PAGE EXTRACT ::
A Python version of the Linux watch command

By Vasudev Ram



Watcher image attribution: Yours truly

Hi readers,

[ Update: A note to those reading this post via Planet Python or other aggregators:

Before first pulbishing it, I reviewed the post in Blogger's preview mode, and it appeared okay, regarding the use of the less-than character, so I did not escape it. I did not know (or did not remember) that Planet Python's behavior may be different. As a result, the code had appeared without the less-than signs in the Planet, thereby garbling it. After noticing this, I fixed the issue in the post. Apologies to those seeing the post twice as a result. ]


I was browsing Linux command man pages (section 1) for some work, and saw the page for an interesting command called watch. I had not come across it before. So I read the watch man page, and after understanding how it works (it's pretty straightforward [1]), thought of creating a Python version of it. I have not tried to implement exactly the same functionality as watch, though, just something similar to it. I called the program watch.py.

[1] The one-line description of the watch command is:

watch - execute a program periodically, showing output fullscreen

How watch.py works:

It is a command-line Python program. It takes an interval argument (in seconds), followed by a command with optional arguments. It runs the command with those arguments, repeatedly, at that interval. (The Linux watch command has a few more options, but I chose not to implement those in this version. I may add some of them [2], and maybe some other features that I thought of, in a future version.)

GIVEN INSTRUCTION A :: Can you repeat the watch-command post from "I was browsing" to "the program watch.py.", swapping "straightforward" for "simple"?

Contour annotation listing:
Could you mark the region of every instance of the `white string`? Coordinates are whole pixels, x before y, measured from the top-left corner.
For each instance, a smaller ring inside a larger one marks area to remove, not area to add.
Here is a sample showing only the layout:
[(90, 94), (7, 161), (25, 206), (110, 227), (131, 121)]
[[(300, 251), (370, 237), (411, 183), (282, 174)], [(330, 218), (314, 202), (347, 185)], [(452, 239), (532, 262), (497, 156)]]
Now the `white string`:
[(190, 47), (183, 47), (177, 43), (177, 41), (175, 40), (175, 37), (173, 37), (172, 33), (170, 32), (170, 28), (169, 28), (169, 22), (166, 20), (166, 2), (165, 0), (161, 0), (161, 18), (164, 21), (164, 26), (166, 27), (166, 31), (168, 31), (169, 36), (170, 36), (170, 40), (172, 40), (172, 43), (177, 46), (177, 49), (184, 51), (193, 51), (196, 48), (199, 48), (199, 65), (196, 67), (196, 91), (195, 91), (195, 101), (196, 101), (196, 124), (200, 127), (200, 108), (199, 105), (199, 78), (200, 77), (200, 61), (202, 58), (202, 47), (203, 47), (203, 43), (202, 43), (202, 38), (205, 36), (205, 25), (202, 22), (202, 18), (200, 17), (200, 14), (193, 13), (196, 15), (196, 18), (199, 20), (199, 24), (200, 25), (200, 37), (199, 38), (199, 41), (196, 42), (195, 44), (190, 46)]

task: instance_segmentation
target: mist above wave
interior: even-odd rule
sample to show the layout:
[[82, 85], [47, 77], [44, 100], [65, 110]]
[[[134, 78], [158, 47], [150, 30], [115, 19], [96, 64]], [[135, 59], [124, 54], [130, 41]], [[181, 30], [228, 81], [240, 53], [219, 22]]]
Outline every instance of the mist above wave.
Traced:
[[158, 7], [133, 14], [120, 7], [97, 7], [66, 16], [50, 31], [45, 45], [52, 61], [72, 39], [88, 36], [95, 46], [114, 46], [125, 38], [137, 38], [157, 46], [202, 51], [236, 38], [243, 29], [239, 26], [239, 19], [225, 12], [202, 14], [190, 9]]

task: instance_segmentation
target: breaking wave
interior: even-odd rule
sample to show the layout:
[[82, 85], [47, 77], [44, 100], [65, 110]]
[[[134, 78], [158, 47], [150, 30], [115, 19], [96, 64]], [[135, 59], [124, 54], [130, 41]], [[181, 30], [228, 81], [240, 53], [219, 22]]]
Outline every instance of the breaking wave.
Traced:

GIVEN INSTRUCTION B :: Can you locate each line of the listing that contains the word "mist" and copy those lines out?

REPLY A ::
I was browsing Linux command man pages (section 1) for some work, and saw the page for an interesting command called watch. I had not come across it before. So I read the watch man page, and after understanding how it works (it's pretty simple [1]), thought of creating a Python version of it. I have not tried to implement exactly the same functionality as watch, though, just something similar to it. I called the program watch.py.

REPLY B ::
target: mist above wave
Outline every instance of the mist above wave.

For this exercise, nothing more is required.